§ **WORK INSTRUCTIONS**
Reproduce the lines exactly, covering the stretch from the start of the records through the line that contains "x=121 y=193".

Stored records

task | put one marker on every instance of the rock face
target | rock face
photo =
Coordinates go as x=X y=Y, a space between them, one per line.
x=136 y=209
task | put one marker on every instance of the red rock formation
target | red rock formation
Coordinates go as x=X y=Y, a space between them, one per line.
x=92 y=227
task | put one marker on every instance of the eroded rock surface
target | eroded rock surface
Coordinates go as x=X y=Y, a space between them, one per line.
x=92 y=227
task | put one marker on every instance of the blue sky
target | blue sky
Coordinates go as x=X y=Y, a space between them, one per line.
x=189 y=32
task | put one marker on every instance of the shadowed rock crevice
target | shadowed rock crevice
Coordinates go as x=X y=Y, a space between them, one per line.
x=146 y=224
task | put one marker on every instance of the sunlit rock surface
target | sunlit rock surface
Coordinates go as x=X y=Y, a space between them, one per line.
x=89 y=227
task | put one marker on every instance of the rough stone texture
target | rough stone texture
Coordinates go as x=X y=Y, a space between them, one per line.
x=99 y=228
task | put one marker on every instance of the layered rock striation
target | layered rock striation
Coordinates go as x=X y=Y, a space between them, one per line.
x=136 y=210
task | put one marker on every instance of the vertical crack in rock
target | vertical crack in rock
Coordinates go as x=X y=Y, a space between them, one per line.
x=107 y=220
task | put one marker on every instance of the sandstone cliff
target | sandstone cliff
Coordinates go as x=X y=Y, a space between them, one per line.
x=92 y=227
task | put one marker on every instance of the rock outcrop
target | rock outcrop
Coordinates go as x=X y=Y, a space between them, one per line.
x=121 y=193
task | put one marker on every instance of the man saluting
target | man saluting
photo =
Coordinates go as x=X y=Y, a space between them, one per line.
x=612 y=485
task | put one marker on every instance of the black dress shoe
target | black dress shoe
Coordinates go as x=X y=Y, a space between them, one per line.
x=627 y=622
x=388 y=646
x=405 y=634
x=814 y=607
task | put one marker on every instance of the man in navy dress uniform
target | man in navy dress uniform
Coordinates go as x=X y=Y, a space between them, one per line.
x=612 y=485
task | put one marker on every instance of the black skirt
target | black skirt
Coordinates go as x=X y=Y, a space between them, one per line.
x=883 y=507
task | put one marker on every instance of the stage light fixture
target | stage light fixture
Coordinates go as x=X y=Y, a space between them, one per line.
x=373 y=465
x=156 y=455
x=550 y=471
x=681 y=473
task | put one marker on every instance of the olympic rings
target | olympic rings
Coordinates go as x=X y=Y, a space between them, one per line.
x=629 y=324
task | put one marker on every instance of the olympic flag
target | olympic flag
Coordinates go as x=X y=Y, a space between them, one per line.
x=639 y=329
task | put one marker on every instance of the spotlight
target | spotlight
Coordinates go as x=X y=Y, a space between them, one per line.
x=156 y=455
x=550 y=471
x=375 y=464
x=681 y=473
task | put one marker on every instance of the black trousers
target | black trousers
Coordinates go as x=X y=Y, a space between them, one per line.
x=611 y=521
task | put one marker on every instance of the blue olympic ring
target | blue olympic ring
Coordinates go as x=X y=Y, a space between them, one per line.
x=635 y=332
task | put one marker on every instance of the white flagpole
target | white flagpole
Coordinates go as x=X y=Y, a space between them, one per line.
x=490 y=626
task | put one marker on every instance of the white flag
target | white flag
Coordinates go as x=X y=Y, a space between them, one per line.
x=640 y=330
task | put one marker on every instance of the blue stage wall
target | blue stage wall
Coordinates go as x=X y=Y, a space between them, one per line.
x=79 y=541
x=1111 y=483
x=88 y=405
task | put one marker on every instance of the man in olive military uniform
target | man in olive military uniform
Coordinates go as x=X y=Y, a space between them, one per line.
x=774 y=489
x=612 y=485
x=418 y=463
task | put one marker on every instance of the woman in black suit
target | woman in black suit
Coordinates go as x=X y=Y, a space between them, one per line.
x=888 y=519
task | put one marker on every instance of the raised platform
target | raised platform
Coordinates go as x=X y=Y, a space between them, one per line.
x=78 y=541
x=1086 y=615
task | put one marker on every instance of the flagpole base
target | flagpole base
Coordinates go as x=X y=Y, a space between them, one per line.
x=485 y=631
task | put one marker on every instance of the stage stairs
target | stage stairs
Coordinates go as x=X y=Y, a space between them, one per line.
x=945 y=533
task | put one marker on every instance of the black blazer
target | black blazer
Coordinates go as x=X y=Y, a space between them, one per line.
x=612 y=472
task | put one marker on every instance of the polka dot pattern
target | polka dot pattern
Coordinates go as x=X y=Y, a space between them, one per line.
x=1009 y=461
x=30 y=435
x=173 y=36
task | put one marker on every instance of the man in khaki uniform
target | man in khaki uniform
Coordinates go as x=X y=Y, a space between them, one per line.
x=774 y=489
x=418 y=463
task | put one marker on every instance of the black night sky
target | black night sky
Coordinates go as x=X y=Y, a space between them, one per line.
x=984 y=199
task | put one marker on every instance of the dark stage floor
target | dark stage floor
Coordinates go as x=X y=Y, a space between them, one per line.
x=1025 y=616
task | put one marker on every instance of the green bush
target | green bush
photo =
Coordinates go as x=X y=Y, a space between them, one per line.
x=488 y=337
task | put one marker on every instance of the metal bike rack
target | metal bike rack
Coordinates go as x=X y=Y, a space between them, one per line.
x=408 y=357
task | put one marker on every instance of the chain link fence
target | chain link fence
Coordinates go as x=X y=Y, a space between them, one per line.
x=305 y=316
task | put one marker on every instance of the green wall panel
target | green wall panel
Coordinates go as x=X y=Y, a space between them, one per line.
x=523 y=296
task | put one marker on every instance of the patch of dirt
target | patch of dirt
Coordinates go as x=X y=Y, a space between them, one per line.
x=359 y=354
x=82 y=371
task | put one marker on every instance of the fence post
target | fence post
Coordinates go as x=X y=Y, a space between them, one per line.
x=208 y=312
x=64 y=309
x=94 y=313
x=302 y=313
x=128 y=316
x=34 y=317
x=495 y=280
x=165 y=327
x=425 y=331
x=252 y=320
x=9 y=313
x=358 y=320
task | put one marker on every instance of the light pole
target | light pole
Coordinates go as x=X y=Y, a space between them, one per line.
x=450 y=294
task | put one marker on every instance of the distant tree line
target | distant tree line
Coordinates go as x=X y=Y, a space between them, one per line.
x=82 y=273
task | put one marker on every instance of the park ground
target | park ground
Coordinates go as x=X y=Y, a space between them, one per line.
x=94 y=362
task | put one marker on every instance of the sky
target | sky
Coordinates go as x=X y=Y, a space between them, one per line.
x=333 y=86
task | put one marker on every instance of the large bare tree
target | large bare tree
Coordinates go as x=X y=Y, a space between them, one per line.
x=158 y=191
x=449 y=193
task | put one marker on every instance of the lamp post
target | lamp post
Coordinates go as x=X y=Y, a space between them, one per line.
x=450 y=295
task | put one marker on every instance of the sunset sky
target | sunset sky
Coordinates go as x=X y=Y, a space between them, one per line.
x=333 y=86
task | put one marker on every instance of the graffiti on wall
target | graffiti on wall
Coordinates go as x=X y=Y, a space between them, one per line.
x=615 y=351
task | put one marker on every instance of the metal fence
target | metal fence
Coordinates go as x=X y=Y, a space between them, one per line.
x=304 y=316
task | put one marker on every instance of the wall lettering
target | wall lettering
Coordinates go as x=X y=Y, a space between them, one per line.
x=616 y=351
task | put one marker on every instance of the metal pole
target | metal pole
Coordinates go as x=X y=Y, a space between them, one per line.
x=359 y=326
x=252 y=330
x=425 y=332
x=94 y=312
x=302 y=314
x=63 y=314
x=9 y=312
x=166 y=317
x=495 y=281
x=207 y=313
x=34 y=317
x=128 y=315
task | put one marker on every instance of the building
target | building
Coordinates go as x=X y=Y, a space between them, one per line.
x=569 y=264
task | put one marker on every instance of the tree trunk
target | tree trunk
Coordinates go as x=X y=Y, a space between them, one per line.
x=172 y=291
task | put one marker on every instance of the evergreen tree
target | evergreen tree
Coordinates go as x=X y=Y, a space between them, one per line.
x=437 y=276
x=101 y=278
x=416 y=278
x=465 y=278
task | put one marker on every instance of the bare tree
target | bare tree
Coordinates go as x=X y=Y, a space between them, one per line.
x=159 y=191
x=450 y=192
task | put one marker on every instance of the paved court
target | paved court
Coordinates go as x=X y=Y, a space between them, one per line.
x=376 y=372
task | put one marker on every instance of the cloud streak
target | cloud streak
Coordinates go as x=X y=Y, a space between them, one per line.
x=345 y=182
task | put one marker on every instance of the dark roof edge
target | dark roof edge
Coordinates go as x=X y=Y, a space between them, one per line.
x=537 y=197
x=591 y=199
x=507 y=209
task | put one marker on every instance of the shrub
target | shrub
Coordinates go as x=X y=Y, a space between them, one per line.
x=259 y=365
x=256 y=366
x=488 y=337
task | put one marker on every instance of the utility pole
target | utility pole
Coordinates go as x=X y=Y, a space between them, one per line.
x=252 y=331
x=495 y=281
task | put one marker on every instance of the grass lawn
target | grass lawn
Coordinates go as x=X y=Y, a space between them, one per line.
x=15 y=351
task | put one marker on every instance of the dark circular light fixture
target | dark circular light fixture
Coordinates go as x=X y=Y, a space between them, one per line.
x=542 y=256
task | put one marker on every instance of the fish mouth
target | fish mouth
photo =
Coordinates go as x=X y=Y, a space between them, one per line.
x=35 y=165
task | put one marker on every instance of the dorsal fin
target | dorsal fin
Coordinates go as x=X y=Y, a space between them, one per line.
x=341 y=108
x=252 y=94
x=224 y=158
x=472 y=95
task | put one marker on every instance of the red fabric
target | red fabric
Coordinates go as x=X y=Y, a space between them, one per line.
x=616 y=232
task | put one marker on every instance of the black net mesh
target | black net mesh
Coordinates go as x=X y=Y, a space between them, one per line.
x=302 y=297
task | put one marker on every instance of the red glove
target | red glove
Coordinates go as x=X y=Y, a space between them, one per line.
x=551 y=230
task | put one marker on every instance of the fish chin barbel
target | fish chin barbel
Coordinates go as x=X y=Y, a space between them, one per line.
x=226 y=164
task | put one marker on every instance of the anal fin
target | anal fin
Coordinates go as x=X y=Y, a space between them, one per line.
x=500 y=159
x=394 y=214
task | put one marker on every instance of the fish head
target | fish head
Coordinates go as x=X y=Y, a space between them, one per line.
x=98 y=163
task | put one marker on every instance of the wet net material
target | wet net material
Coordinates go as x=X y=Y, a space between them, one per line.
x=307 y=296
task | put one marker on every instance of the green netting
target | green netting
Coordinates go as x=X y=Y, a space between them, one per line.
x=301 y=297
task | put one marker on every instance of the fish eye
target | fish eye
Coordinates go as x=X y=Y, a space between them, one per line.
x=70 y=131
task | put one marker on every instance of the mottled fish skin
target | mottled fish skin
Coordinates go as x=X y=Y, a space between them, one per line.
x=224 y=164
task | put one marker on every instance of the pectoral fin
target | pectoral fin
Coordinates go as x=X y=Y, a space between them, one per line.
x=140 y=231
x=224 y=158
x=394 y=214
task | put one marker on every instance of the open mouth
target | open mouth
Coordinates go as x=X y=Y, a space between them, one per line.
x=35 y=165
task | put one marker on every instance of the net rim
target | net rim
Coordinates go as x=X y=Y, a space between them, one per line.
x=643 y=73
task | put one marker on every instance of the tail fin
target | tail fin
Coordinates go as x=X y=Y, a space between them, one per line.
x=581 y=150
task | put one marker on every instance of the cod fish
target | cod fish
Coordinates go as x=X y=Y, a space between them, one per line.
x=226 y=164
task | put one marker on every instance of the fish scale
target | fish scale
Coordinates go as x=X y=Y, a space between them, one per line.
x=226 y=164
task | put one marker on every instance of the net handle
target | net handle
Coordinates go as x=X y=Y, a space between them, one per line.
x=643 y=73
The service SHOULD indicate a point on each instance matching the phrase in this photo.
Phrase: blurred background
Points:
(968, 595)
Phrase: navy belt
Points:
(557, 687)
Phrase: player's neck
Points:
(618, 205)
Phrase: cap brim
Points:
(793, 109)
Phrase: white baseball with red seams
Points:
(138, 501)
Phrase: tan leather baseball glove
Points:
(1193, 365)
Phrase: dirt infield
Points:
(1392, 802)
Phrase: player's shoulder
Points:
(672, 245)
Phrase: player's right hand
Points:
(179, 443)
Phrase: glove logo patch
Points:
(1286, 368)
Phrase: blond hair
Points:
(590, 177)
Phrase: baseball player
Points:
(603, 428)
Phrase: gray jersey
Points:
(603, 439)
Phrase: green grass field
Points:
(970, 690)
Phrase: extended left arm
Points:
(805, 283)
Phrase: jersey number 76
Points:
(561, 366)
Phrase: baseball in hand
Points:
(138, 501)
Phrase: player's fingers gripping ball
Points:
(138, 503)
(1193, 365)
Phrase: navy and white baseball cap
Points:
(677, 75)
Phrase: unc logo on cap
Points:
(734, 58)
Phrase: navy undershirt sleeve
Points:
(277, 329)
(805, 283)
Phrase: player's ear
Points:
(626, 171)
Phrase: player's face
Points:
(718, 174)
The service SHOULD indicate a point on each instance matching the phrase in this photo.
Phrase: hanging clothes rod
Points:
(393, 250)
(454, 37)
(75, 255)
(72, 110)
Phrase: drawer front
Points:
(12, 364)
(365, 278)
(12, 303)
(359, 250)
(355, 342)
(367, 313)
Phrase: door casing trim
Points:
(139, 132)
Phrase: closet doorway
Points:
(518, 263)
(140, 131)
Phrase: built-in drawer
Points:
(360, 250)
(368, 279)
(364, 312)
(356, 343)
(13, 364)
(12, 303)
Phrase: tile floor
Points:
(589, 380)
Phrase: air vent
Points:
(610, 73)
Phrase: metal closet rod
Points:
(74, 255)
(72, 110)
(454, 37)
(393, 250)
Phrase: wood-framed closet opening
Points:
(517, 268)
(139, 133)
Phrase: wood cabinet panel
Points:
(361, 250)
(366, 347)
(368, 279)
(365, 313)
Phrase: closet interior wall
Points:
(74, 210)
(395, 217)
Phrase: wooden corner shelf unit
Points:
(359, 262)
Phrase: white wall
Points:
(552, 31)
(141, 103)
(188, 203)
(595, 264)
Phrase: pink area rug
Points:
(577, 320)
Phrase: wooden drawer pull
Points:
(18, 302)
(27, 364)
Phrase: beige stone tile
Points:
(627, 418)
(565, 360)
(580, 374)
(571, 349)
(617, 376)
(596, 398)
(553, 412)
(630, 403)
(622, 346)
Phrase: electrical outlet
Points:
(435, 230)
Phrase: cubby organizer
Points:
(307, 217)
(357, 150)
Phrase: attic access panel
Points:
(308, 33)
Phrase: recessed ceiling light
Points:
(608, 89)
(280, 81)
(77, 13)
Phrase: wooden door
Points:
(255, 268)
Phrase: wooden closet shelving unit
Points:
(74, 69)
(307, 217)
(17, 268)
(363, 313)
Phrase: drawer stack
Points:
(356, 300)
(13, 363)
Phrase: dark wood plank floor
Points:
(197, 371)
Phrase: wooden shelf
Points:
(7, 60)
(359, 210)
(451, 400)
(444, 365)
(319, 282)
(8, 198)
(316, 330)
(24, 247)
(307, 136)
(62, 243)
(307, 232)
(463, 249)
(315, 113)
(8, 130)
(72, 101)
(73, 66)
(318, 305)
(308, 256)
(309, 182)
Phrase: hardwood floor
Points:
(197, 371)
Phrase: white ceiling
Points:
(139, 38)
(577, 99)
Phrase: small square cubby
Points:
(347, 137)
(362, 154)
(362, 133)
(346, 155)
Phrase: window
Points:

§ **WRITTEN RESPONSE**
task | put one marker on every instance of the rock face
target | rock face
photo =
Coordinates go as x=X y=Y, a space between them, one per line.
x=136 y=209
task | put one marker on every instance of the red rock formation
target | red rock formation
Coordinates go as x=X y=Y, a space between them, one per line.
x=92 y=227
task | put one marker on every instance of the eroded rock surface
target | eroded rock surface
Coordinates go as x=X y=Y, a space between them, one per line.
x=92 y=227
task | put one marker on every instance of the blue sky
target | blue sky
Coordinates go as x=X y=Y, a space between them, one per line.
x=189 y=32
task | put one marker on every instance of the shadowed rock crevice
target | shadowed rock crevice
Coordinates go as x=X y=Y, a space between them, one per line.
x=146 y=224
task | put one marker on every instance of the sunlit rock surface
target | sunlit rock surface
Coordinates go as x=X y=Y, a space between them, one per line.
x=89 y=227
task | put one marker on every instance of the rough stone texture
target | rough stone texture
Coordinates go as x=X y=Y, a space between them, one per line.
x=99 y=228
task | put one marker on every instance of the layered rock striation
target | layered rock striation
Coordinates go as x=X y=Y, a space between them, one per line.
x=136 y=210
task | put one marker on every instance of the vertical crack in rock
target | vertical crack in rock
Coordinates go as x=X y=Y, a space between them, one per line.
x=107 y=220
task | put one marker on every instance of the sandstone cliff
target | sandstone cliff
Coordinates go as x=X y=Y, a space between them, one per line.
x=92 y=227
task | put one marker on every instance of the rock outcrop
target | rock outcrop
Coordinates go as x=X y=Y, a space between them, one per line.
x=121 y=193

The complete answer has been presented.